:: Data rows ::
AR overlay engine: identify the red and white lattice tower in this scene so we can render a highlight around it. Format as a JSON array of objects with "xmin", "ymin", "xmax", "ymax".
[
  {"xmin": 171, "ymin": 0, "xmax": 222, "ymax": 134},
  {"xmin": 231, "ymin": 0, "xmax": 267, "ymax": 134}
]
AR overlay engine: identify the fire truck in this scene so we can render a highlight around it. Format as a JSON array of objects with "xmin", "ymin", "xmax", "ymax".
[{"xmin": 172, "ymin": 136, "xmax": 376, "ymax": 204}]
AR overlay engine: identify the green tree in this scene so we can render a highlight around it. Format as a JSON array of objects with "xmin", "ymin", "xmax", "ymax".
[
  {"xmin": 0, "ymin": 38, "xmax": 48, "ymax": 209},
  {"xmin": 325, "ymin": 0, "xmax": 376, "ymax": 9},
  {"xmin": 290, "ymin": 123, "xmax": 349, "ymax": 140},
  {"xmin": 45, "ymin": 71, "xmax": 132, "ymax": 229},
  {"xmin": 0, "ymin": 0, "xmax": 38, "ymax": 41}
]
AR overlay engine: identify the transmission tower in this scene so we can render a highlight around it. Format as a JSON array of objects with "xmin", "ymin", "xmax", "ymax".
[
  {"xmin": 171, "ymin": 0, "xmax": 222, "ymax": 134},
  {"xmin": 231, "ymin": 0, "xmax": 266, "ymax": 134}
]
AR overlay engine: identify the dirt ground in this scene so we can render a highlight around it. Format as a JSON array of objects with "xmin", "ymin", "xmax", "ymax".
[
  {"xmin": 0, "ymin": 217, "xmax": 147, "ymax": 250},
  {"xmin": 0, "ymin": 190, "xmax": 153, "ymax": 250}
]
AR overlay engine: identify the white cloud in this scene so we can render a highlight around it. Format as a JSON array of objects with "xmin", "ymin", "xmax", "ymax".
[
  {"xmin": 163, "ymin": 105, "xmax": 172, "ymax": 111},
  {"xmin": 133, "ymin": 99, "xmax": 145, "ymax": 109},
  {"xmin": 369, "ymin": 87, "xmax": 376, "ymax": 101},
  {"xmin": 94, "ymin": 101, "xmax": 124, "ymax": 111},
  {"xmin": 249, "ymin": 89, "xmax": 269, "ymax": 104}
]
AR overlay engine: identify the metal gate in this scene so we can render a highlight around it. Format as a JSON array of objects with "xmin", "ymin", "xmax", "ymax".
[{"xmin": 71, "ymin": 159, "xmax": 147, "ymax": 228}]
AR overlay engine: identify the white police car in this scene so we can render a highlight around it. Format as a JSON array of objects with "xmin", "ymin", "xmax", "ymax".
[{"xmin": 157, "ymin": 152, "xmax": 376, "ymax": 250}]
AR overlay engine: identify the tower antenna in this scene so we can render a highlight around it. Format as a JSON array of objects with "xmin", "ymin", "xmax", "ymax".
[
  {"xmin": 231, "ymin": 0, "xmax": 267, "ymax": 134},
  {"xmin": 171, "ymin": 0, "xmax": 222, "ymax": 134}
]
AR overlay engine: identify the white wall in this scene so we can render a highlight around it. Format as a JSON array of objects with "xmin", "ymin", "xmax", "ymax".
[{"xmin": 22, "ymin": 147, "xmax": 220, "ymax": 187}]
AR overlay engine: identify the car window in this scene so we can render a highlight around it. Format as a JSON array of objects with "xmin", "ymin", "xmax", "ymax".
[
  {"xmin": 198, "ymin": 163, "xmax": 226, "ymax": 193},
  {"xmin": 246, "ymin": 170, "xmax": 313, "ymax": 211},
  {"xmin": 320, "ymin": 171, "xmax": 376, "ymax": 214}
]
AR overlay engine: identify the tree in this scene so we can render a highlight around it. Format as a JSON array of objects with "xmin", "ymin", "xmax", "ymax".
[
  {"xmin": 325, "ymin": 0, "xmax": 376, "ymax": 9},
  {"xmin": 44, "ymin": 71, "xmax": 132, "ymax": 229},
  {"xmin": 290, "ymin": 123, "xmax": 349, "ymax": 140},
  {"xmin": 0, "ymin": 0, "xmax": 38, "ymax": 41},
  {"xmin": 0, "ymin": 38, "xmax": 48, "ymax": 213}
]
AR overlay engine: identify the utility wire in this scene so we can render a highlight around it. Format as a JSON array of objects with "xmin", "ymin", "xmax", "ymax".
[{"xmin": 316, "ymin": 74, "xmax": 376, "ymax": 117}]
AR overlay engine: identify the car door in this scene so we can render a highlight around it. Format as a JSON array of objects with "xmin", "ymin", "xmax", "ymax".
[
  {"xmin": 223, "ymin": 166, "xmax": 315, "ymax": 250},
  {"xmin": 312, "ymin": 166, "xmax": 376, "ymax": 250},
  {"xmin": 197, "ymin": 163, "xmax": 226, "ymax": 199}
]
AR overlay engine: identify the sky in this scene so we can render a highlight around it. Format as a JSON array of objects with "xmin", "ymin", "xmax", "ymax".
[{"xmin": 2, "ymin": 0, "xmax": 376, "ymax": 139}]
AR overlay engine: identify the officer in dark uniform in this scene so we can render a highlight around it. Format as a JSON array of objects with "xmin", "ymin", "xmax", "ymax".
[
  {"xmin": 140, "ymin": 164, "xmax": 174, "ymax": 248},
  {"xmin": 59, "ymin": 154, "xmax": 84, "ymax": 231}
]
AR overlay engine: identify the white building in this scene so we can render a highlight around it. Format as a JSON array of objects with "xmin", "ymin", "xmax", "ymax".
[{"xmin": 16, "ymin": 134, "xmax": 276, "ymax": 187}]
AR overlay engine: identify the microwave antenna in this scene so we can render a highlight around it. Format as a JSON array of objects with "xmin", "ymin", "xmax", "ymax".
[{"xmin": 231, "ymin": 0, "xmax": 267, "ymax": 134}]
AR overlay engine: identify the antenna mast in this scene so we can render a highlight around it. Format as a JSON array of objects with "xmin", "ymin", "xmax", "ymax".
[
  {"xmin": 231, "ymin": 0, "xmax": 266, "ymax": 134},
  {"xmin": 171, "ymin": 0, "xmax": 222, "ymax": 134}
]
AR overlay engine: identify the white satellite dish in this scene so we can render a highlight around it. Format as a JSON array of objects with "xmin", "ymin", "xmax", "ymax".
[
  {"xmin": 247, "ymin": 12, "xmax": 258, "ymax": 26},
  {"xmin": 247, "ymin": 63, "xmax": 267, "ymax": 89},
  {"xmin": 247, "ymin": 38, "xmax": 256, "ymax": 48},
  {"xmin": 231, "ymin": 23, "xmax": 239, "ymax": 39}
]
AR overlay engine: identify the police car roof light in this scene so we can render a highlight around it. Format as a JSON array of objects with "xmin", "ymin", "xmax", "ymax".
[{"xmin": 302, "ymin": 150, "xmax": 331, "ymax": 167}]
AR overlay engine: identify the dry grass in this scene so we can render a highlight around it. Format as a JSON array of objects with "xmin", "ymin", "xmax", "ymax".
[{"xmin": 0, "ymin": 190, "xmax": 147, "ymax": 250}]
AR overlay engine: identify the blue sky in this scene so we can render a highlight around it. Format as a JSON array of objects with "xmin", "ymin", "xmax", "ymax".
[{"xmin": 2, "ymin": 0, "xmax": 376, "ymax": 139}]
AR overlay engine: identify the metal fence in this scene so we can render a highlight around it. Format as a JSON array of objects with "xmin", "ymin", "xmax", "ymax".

:: The task ::
Using the entries above, please restate each one word for word.

:: Task answer ::
AR overlay engine: identify the red and white lattice tower in this scene so we can render a highlight around it. Format as a JSON array of objects with "xmin", "ymin", "xmax", "ymax".
[
  {"xmin": 171, "ymin": 0, "xmax": 222, "ymax": 134},
  {"xmin": 231, "ymin": 0, "xmax": 267, "ymax": 134}
]
AR overlay engine: identify the fire truck in this scene so we can render a highlight around it. Format as a JSON array of objects with "xmin", "ymin", "xmax", "ymax".
[{"xmin": 172, "ymin": 136, "xmax": 376, "ymax": 204}]
AR overlay engine: identify the green tree in this scene so we can render a highlight around it. Format as a JSON array of objects with "xmin", "ymin", "xmax", "ymax".
[
  {"xmin": 0, "ymin": 38, "xmax": 48, "ymax": 209},
  {"xmin": 325, "ymin": 0, "xmax": 376, "ymax": 9},
  {"xmin": 290, "ymin": 123, "xmax": 349, "ymax": 140},
  {"xmin": 45, "ymin": 71, "xmax": 132, "ymax": 229},
  {"xmin": 0, "ymin": 0, "xmax": 38, "ymax": 41}
]
AR overlay engine: identify the transmission tower in this scene so we can render a highlight around it. Format as a JSON array of objects with "xmin", "ymin", "xmax", "ymax".
[
  {"xmin": 171, "ymin": 0, "xmax": 222, "ymax": 134},
  {"xmin": 231, "ymin": 0, "xmax": 266, "ymax": 134}
]
AR overlay engine: identify the dirt ground in this scene so we can render a highlight around it. Format as a JSON array of objects with "xmin", "ymin", "xmax", "ymax".
[
  {"xmin": 0, "ymin": 217, "xmax": 147, "ymax": 250},
  {"xmin": 0, "ymin": 190, "xmax": 153, "ymax": 250}
]
AR overlay engine: identify the white cloud in this scene so we can render a highlight around it. Format as a JSON array of objects with "xmin", "ymin", "xmax", "ymax".
[
  {"xmin": 163, "ymin": 105, "xmax": 172, "ymax": 111},
  {"xmin": 133, "ymin": 99, "xmax": 145, "ymax": 109},
  {"xmin": 369, "ymin": 87, "xmax": 376, "ymax": 101},
  {"xmin": 94, "ymin": 101, "xmax": 124, "ymax": 111},
  {"xmin": 249, "ymin": 89, "xmax": 269, "ymax": 104}
]
AR overlay engine: identify the metal gate in this scene so we can render a highlight around it. Format as a JSON array of objects with "xmin", "ymin", "xmax", "ymax".
[{"xmin": 71, "ymin": 159, "xmax": 147, "ymax": 228}]
AR overlay engine: identify the white police car in this scene so we can render a highlight around it. Format as a JSON array of objects with "xmin", "ymin", "xmax", "ymax".
[{"xmin": 157, "ymin": 152, "xmax": 376, "ymax": 250}]
AR overlay engine: identify the tower antenna in this scene so we can render a highlight around it. Format as a JSON array of objects with "xmin", "ymin", "xmax", "ymax".
[
  {"xmin": 231, "ymin": 0, "xmax": 267, "ymax": 134},
  {"xmin": 171, "ymin": 0, "xmax": 222, "ymax": 134}
]
AR overlay engine: identify the white wall in this scene so we can render a highlight around it. Format as a JSON array of objects with "xmin", "ymin", "xmax", "ymax".
[{"xmin": 22, "ymin": 147, "xmax": 220, "ymax": 187}]
AR overlay engine: identify the car window in this scene so we can render a highlight around it. Format as a JSON array of objects with "xmin", "ymin", "xmax", "ymax".
[
  {"xmin": 198, "ymin": 163, "xmax": 226, "ymax": 193},
  {"xmin": 246, "ymin": 170, "xmax": 313, "ymax": 211},
  {"xmin": 320, "ymin": 171, "xmax": 376, "ymax": 214}
]
AR overlay engine: identify the tree in this scene so we can render a highlight around it. Format as a JSON array of objects with "xmin", "ymin", "xmax", "ymax".
[
  {"xmin": 325, "ymin": 0, "xmax": 376, "ymax": 9},
  {"xmin": 44, "ymin": 71, "xmax": 132, "ymax": 229},
  {"xmin": 290, "ymin": 123, "xmax": 349, "ymax": 140},
  {"xmin": 0, "ymin": 0, "xmax": 38, "ymax": 41},
  {"xmin": 0, "ymin": 38, "xmax": 48, "ymax": 213}
]
AR overlay engine: identify the utility wire in this scene so we can render a highlight around it. Format as a JSON array of objects with "xmin", "ymin", "xmax", "ymax".
[{"xmin": 316, "ymin": 74, "xmax": 376, "ymax": 117}]
AR overlay engine: identify the car door in this scene so we can render a highlight around it. Format as a JSON array of objects with "xmin", "ymin", "xmax", "ymax".
[
  {"xmin": 223, "ymin": 166, "xmax": 315, "ymax": 250},
  {"xmin": 312, "ymin": 166, "xmax": 376, "ymax": 250},
  {"xmin": 197, "ymin": 163, "xmax": 226, "ymax": 199}
]
AR overlay engine: identify the sky in this scene so we can render a highlight around it. Format as a JSON array of objects with "xmin", "ymin", "xmax", "ymax".
[{"xmin": 2, "ymin": 0, "xmax": 376, "ymax": 139}]
AR overlay engine: identify the officer in dark uniform in this scene so we can render a highlight around it. Format as a JSON array of objects with "xmin", "ymin", "xmax", "ymax".
[
  {"xmin": 140, "ymin": 164, "xmax": 174, "ymax": 248},
  {"xmin": 59, "ymin": 154, "xmax": 84, "ymax": 231}
]
AR overlay engine: identify the white building in this scene so we can render a highlight around it. Format as a JSON array of objects with "xmin", "ymin", "xmax", "ymax".
[{"xmin": 16, "ymin": 134, "xmax": 276, "ymax": 187}]
AR overlay engine: identify the microwave antenna in this scene so we can render a highlight around it. Format as a JSON array of objects with "xmin", "ymin", "xmax", "ymax".
[{"xmin": 231, "ymin": 0, "xmax": 267, "ymax": 134}]
AR overlay engine: identify the antenna mast in this scene so we can render a highlight around it. Format as a JSON array of objects with "xmin", "ymin", "xmax", "ymax".
[
  {"xmin": 231, "ymin": 0, "xmax": 266, "ymax": 134},
  {"xmin": 171, "ymin": 0, "xmax": 222, "ymax": 134}
]
AR overlay engine: identify the white satellite dish in this scene so we can render a highlight around it. Format as a JSON array of objects with "xmin", "ymin", "xmax", "ymax".
[
  {"xmin": 247, "ymin": 12, "xmax": 258, "ymax": 26},
  {"xmin": 247, "ymin": 63, "xmax": 267, "ymax": 89},
  {"xmin": 247, "ymin": 38, "xmax": 256, "ymax": 48},
  {"xmin": 231, "ymin": 23, "xmax": 239, "ymax": 39}
]
AR overlay engine: identify the police car roof light in this scene so we can render a highlight around it. Format as a JSON array of objects with "xmin", "ymin", "xmax", "ymax".
[{"xmin": 302, "ymin": 150, "xmax": 331, "ymax": 167}]
AR overlay engine: identify the dry grass in this scene so we can render a highlight around it. Format as a JSON array of objects with "xmin", "ymin", "xmax", "ymax".
[{"xmin": 0, "ymin": 190, "xmax": 147, "ymax": 250}]
AR overlay engine: identify the blue sky in this scene so we can render a highlight around it. Format as a JSON array of objects with "xmin", "ymin", "xmax", "ymax".
[{"xmin": 2, "ymin": 0, "xmax": 376, "ymax": 139}]
AR overlay engine: identify the metal fence in this scene so we can render a highlight around it. Format as a JSON array of objects with "xmin", "ymin", "xmax", "ymax".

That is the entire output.